Document section: Begin

Yeah, that wasn’t my intended meaning. I meant much more literally visiting a human being in prison, as encouraged by Jesus of Nazareth. I didn’t mean hypothetical prison “visitors” who used their visits to extract labor from the prisoners. Yes, Romans sentenced people to forced labor and slavery, but that wasn’t what Jesus meant by visiting prisoners. I intended it as a hypothetical, not an analogy.
Let’s try the hypothetical again. Let’s say that Alice has been imprisoned by the Romans. Bob is considering visiting Alice in prison. The following is informed by shallow reading on Wikipedia: Prisons in Ancient Rome.
Assumption: Roman prisons, and the rational beings who work there, do not treat prisoners always at the same time as an end, never merely as a means. Concretely, the prison is filthy, poorly ventilated, underground, and crowded. This is intended in part to coerce prisoners to confess, regardless of their guilt.
Assumption: While visiting Alice, Bob treats her always at the same time as an end, never merely as a means. Concretely, Bob misses Alice and wants to see her. During the visits Alice teaches Bob to read. Alice misses Bob, but also needs Bob to visit to bring her food.
Assumption: Bob and Alice have not independently generated a deontic argument to navigate the prison situation. Concretely, Alice is a follower of Jesus of Nazareth, whereas Bob is a Samaritan.
I claim that in this situation it is morally permissible for Bob to visit Alice. I guess that in Bob’s situation you would aspire to cooperate with Alice to generate and endorse nearly the same moral law. But at the end of the day, if Alice thinks the visit is morally permissible because of the teachings of Jesus and Bob thinks the visit is morally permissible because fxxk the Romans, that’s why, may Bob still visit?

Document section: End
Supplied entries: Begin

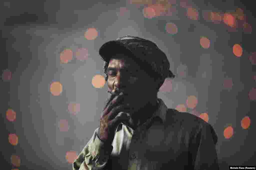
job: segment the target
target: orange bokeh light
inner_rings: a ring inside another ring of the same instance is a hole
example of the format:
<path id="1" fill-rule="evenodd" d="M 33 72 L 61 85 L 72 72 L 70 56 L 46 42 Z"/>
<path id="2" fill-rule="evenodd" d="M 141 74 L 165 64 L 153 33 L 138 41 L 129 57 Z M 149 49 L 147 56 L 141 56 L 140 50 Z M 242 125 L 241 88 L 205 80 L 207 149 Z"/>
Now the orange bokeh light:
<path id="1" fill-rule="evenodd" d="M 244 129 L 248 129 L 251 124 L 251 119 L 248 116 L 246 116 L 241 121 L 241 126 Z"/>
<path id="2" fill-rule="evenodd" d="M 68 151 L 66 152 L 66 160 L 70 164 L 73 163 L 78 156 L 75 151 Z"/>
<path id="3" fill-rule="evenodd" d="M 222 20 L 225 23 L 231 27 L 235 25 L 236 18 L 230 14 L 225 14 L 223 16 Z"/>
<path id="4" fill-rule="evenodd" d="M 243 53 L 243 49 L 239 44 L 236 44 L 233 46 L 233 53 L 237 57 L 242 56 Z"/>
<path id="5" fill-rule="evenodd" d="M 154 17 L 164 16 L 167 11 L 167 7 L 161 4 L 154 4 L 151 5 L 149 7 L 154 9 L 155 12 Z"/>
<path id="6" fill-rule="evenodd" d="M 71 61 L 73 58 L 73 52 L 70 49 L 63 50 L 60 55 L 60 62 L 62 63 L 67 63 Z"/>
<path id="7" fill-rule="evenodd" d="M 187 105 L 190 109 L 194 109 L 197 104 L 197 99 L 194 96 L 190 96 L 187 99 Z"/>
<path id="8" fill-rule="evenodd" d="M 84 37 L 89 40 L 93 40 L 98 36 L 98 31 L 94 28 L 89 28 L 84 33 Z"/>
<path id="9" fill-rule="evenodd" d="M 197 20 L 198 20 L 199 15 L 196 9 L 193 8 L 188 8 L 187 10 L 187 15 L 191 19 Z"/>
<path id="10" fill-rule="evenodd" d="M 151 19 L 156 16 L 156 11 L 154 8 L 150 7 L 145 7 L 143 9 L 143 15 L 144 17 Z"/>
<path id="11" fill-rule="evenodd" d="M 210 15 L 210 19 L 215 23 L 220 23 L 222 20 L 222 17 L 219 13 L 211 12 Z"/>
<path id="12" fill-rule="evenodd" d="M 59 82 L 55 82 L 51 84 L 50 91 L 54 96 L 59 96 L 62 90 L 62 85 Z"/>
<path id="13" fill-rule="evenodd" d="M 252 88 L 249 92 L 249 98 L 252 100 L 256 100 L 256 88 Z"/>
<path id="14" fill-rule="evenodd" d="M 179 112 L 187 112 L 187 108 L 184 104 L 180 104 L 178 105 L 175 108 L 175 109 Z"/>
<path id="15" fill-rule="evenodd" d="M 204 48 L 208 48 L 210 47 L 210 40 L 206 37 L 202 37 L 200 38 L 200 44 Z"/>
<path id="16" fill-rule="evenodd" d="M 92 78 L 92 84 L 95 88 L 102 88 L 106 83 L 104 77 L 101 75 L 97 74 Z"/>
<path id="17" fill-rule="evenodd" d="M 13 122 L 16 119 L 16 112 L 9 109 L 6 112 L 6 118 L 10 122 Z"/>
<path id="18" fill-rule="evenodd" d="M 70 103 L 68 107 L 69 111 L 73 114 L 76 114 L 80 110 L 80 104 L 78 103 Z"/>
<path id="19" fill-rule="evenodd" d="M 68 122 L 67 120 L 61 119 L 59 122 L 58 125 L 60 132 L 68 132 L 69 129 Z"/>
<path id="20" fill-rule="evenodd" d="M 11 162 L 12 164 L 16 167 L 19 167 L 20 166 L 20 159 L 17 155 L 12 155 L 11 156 Z"/>
<path id="21" fill-rule="evenodd" d="M 77 60 L 83 61 L 88 58 L 88 50 L 85 48 L 79 48 L 76 51 L 76 57 Z"/>
<path id="22" fill-rule="evenodd" d="M 209 116 L 207 113 L 203 113 L 200 114 L 199 117 L 206 122 L 209 121 Z"/>
<path id="23" fill-rule="evenodd" d="M 8 69 L 4 70 L 2 74 L 2 79 L 4 81 L 10 80 L 12 79 L 12 72 Z"/>
<path id="24" fill-rule="evenodd" d="M 234 131 L 233 128 L 231 126 L 228 126 L 224 130 L 223 134 L 226 139 L 229 139 L 233 136 Z"/>
<path id="25" fill-rule="evenodd" d="M 15 134 L 9 134 L 8 137 L 8 140 L 9 141 L 9 143 L 13 145 L 16 146 L 18 144 L 18 136 Z"/>
<path id="26" fill-rule="evenodd" d="M 178 32 L 178 28 L 175 24 L 171 22 L 167 23 L 165 25 L 165 30 L 169 34 L 175 34 Z"/>

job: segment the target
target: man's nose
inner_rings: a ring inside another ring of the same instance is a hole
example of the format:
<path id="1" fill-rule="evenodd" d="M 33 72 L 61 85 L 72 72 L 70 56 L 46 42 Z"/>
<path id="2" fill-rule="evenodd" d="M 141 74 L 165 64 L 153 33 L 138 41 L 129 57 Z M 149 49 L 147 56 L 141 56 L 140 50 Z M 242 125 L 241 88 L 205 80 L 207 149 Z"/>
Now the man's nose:
<path id="1" fill-rule="evenodd" d="M 125 74 L 117 73 L 116 76 L 115 80 L 114 85 L 119 88 L 122 89 L 126 86 L 127 85 L 127 80 L 128 77 Z"/>

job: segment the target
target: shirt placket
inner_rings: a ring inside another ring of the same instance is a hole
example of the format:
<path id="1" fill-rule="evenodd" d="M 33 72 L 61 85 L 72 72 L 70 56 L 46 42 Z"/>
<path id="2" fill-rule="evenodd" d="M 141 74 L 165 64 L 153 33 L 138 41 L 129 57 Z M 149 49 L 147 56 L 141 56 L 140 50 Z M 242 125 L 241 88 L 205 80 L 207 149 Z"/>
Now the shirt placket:
<path id="1" fill-rule="evenodd" d="M 144 125 L 138 127 L 132 137 L 129 152 L 129 170 L 139 169 L 141 159 L 139 157 L 139 152 L 142 147 L 142 137 L 144 136 L 145 128 Z"/>

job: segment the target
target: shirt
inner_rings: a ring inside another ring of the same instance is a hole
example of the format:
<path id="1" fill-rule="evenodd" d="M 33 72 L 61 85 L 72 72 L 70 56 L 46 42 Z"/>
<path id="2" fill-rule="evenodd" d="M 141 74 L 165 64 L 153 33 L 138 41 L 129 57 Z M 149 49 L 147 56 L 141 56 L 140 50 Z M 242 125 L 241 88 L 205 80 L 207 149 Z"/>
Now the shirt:
<path id="1" fill-rule="evenodd" d="M 219 169 L 212 126 L 157 100 L 152 116 L 135 130 L 120 123 L 111 145 L 98 137 L 99 128 L 95 129 L 74 161 L 73 170 Z"/>

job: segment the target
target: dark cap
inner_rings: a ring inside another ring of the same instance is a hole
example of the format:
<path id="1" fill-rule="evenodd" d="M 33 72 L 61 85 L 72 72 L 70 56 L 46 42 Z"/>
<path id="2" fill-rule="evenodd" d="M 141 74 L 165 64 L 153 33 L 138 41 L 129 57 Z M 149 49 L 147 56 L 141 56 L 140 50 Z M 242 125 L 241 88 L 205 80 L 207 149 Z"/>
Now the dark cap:
<path id="1" fill-rule="evenodd" d="M 119 52 L 130 53 L 128 56 L 133 57 L 149 75 L 157 79 L 164 81 L 166 78 L 175 77 L 169 70 L 170 63 L 166 55 L 151 41 L 127 35 L 106 43 L 99 51 L 102 59 L 106 62 Z"/>

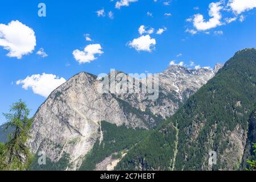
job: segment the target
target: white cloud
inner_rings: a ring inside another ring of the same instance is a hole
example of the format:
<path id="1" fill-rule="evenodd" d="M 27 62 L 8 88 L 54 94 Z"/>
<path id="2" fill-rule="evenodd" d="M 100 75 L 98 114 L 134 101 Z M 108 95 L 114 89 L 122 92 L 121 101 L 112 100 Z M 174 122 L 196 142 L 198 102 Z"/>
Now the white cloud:
<path id="1" fill-rule="evenodd" d="M 193 20 L 193 19 L 192 19 L 191 18 L 187 18 L 186 19 L 186 22 L 191 22 Z"/>
<path id="2" fill-rule="evenodd" d="M 73 51 L 74 58 L 80 64 L 90 63 L 98 59 L 96 55 L 100 55 L 104 53 L 101 51 L 102 48 L 99 44 L 89 44 L 85 47 L 84 51 L 76 49 Z"/>
<path id="3" fill-rule="evenodd" d="M 179 54 L 178 54 L 176 57 L 180 57 L 182 56 L 182 53 L 180 53 Z"/>
<path id="4" fill-rule="evenodd" d="M 44 52 L 43 48 L 40 48 L 36 52 L 36 54 L 42 57 L 46 57 L 48 56 L 48 55 Z"/>
<path id="5" fill-rule="evenodd" d="M 142 35 L 137 39 L 134 39 L 129 43 L 129 45 L 138 51 L 151 52 L 155 48 L 156 42 L 151 38 L 149 35 Z"/>
<path id="6" fill-rule="evenodd" d="M 96 11 L 96 14 L 97 14 L 97 15 L 98 17 L 100 17 L 100 16 L 103 16 L 104 17 L 104 16 L 106 16 L 104 9 L 101 9 L 101 10 L 97 11 Z"/>
<path id="7" fill-rule="evenodd" d="M 86 41 L 91 42 L 92 40 L 92 39 L 90 38 L 90 34 L 86 34 L 84 35 L 84 36 L 85 37 L 85 40 Z"/>
<path id="8" fill-rule="evenodd" d="M 165 1 L 165 2 L 163 2 L 163 5 L 164 6 L 169 6 L 170 4 L 171 4 L 171 2 L 169 1 Z"/>
<path id="9" fill-rule="evenodd" d="M 216 3 L 213 2 L 209 5 L 210 9 L 209 15 L 212 18 L 208 22 L 204 19 L 203 15 L 199 14 L 195 15 L 193 20 L 194 27 L 197 30 L 204 31 L 221 25 L 221 19 L 222 15 L 220 11 L 223 9 L 223 6 L 221 6 L 221 5 L 222 3 L 219 2 Z"/>
<path id="10" fill-rule="evenodd" d="M 237 17 L 233 17 L 233 18 L 226 18 L 225 19 L 225 20 L 228 23 L 230 23 L 231 22 L 233 22 L 234 21 L 236 21 L 237 20 Z"/>
<path id="11" fill-rule="evenodd" d="M 170 62 L 169 65 L 179 65 L 180 67 L 183 67 L 184 65 L 184 62 L 183 61 L 180 61 L 178 64 L 176 64 L 175 63 L 175 60 L 172 60 L 172 61 L 171 61 L 171 62 Z"/>
<path id="12" fill-rule="evenodd" d="M 22 85 L 26 90 L 32 89 L 36 94 L 47 97 L 51 93 L 66 81 L 64 78 L 59 78 L 52 74 L 33 75 L 24 80 L 16 82 L 17 85 Z"/>
<path id="13" fill-rule="evenodd" d="M 137 2 L 138 0 L 121 0 L 115 3 L 115 8 L 119 9 L 122 6 L 129 6 L 131 2 Z"/>
<path id="14" fill-rule="evenodd" d="M 228 6 L 236 14 L 240 14 L 256 7 L 256 0 L 229 0 Z"/>
<path id="15" fill-rule="evenodd" d="M 159 28 L 156 32 L 156 34 L 161 35 L 164 32 L 164 31 L 166 31 L 167 28 L 166 27 L 164 27 L 163 28 Z"/>
<path id="16" fill-rule="evenodd" d="M 142 35 L 144 34 L 151 34 L 154 33 L 155 30 L 153 28 L 150 28 L 149 30 L 146 30 L 146 27 L 144 25 L 142 25 L 139 27 L 138 31 L 139 34 Z"/>
<path id="17" fill-rule="evenodd" d="M 200 65 L 197 65 L 195 67 L 195 69 L 199 69 L 200 68 L 201 68 L 201 67 L 200 67 Z"/>
<path id="18" fill-rule="evenodd" d="M 147 11 L 147 15 L 148 15 L 148 16 L 153 16 L 153 14 L 151 12 Z"/>
<path id="19" fill-rule="evenodd" d="M 21 59 L 32 53 L 36 45 L 35 32 L 26 25 L 18 20 L 0 24 L 0 46 L 9 51 L 7 56 Z"/>
<path id="20" fill-rule="evenodd" d="M 114 18 L 114 13 L 112 11 L 109 11 L 108 15 L 109 15 L 109 18 L 111 18 L 111 19 Z"/>
<path id="21" fill-rule="evenodd" d="M 221 30 L 219 30 L 219 31 L 214 31 L 214 34 L 215 35 L 223 35 L 223 31 Z"/>
<path id="22" fill-rule="evenodd" d="M 179 65 L 179 66 L 182 67 L 184 65 L 184 62 L 183 61 L 180 61 L 179 64 L 177 64 L 177 65 Z"/>

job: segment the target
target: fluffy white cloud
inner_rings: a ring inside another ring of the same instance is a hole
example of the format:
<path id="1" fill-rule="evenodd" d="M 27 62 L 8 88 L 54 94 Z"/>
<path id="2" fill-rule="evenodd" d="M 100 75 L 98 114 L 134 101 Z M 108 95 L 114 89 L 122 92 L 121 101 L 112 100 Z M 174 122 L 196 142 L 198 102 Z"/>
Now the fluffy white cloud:
<path id="1" fill-rule="evenodd" d="M 171 16 L 171 15 L 172 15 L 172 14 L 170 13 L 166 13 L 164 14 L 164 16 Z"/>
<path id="2" fill-rule="evenodd" d="M 204 19 L 204 16 L 202 15 L 195 15 L 193 20 L 194 27 L 197 30 L 204 31 L 221 25 L 221 19 L 222 18 L 222 15 L 220 11 L 223 9 L 223 6 L 221 6 L 221 2 L 218 2 L 216 3 L 211 3 L 209 5 L 209 15 L 212 18 L 208 22 L 205 21 Z"/>
<path id="3" fill-rule="evenodd" d="M 164 32 L 164 31 L 166 31 L 167 28 L 166 27 L 164 27 L 163 28 L 159 28 L 156 32 L 156 34 L 161 35 Z"/>
<path id="4" fill-rule="evenodd" d="M 172 60 L 172 61 L 171 61 L 171 62 L 170 62 L 169 65 L 179 65 L 180 67 L 183 67 L 184 65 L 184 62 L 183 61 L 180 61 L 178 64 L 176 64 L 175 63 L 175 60 Z"/>
<path id="5" fill-rule="evenodd" d="M 155 30 L 153 28 L 150 28 L 149 30 L 146 30 L 146 27 L 144 25 L 142 25 L 139 27 L 138 31 L 139 34 L 142 35 L 144 34 L 151 34 L 154 33 Z"/>
<path id="6" fill-rule="evenodd" d="M 256 7 L 256 0 L 229 0 L 228 6 L 235 13 L 240 14 Z"/>
<path id="7" fill-rule="evenodd" d="M 43 48 L 40 48 L 36 52 L 36 54 L 42 57 L 46 57 L 48 56 L 48 55 L 46 53 L 46 52 L 44 52 Z"/>
<path id="8" fill-rule="evenodd" d="M 153 14 L 151 12 L 147 11 L 147 15 L 148 16 L 153 16 Z"/>
<path id="9" fill-rule="evenodd" d="M 189 28 L 187 28 L 185 32 L 190 33 L 192 35 L 195 35 L 197 32 L 197 31 L 196 31 L 196 30 L 195 30 L 193 29 L 189 29 Z"/>
<path id="10" fill-rule="evenodd" d="M 16 84 L 22 85 L 24 89 L 32 89 L 34 93 L 47 97 L 52 91 L 65 81 L 65 78 L 59 78 L 56 75 L 43 73 L 27 76 L 24 80 L 17 81 Z"/>
<path id="11" fill-rule="evenodd" d="M 231 22 L 233 22 L 234 21 L 236 21 L 237 20 L 237 17 L 233 17 L 233 18 L 226 18 L 225 19 L 225 20 L 228 23 L 230 23 Z"/>
<path id="12" fill-rule="evenodd" d="M 142 35 L 137 39 L 134 39 L 129 43 L 129 45 L 138 51 L 151 52 L 155 48 L 156 42 L 151 38 L 149 35 Z"/>
<path id="13" fill-rule="evenodd" d="M 115 3 L 115 8 L 119 9 L 122 6 L 129 6 L 131 2 L 137 2 L 138 0 L 121 0 Z"/>
<path id="14" fill-rule="evenodd" d="M 35 32 L 26 25 L 18 20 L 0 24 L 0 46 L 9 51 L 7 56 L 21 59 L 32 53 L 36 45 Z"/>
<path id="15" fill-rule="evenodd" d="M 221 30 L 219 30 L 219 31 L 214 31 L 214 34 L 215 35 L 223 35 L 223 31 Z"/>
<path id="16" fill-rule="evenodd" d="M 101 51 L 102 49 L 99 44 L 89 44 L 85 47 L 84 51 L 75 50 L 73 51 L 73 55 L 76 60 L 80 64 L 90 63 L 98 59 L 96 57 L 96 55 L 100 55 L 104 53 Z"/>

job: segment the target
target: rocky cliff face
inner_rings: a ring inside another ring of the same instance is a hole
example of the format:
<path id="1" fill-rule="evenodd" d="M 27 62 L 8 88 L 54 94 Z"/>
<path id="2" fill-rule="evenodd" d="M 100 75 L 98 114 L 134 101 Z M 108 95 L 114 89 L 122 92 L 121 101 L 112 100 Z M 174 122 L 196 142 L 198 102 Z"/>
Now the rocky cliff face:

Supplied entries: End

Summarize the forum post in two sentences.

The writer explains that visiting a prisoner was meant literally, as Jesus of Nazareth encouraged, and restates it as a hypothetical: Alice is held by the Romans in a filthy, crowded prison meant to coerce confessions, and Bob visits her because he misses her, learns to read from her, and brings her food. The writer claims the visit is morally permissible and asks whether Bob may still visit if Alice approves of it because of the teachings of Jesus while Bob approves of it out of defiance of the Romans.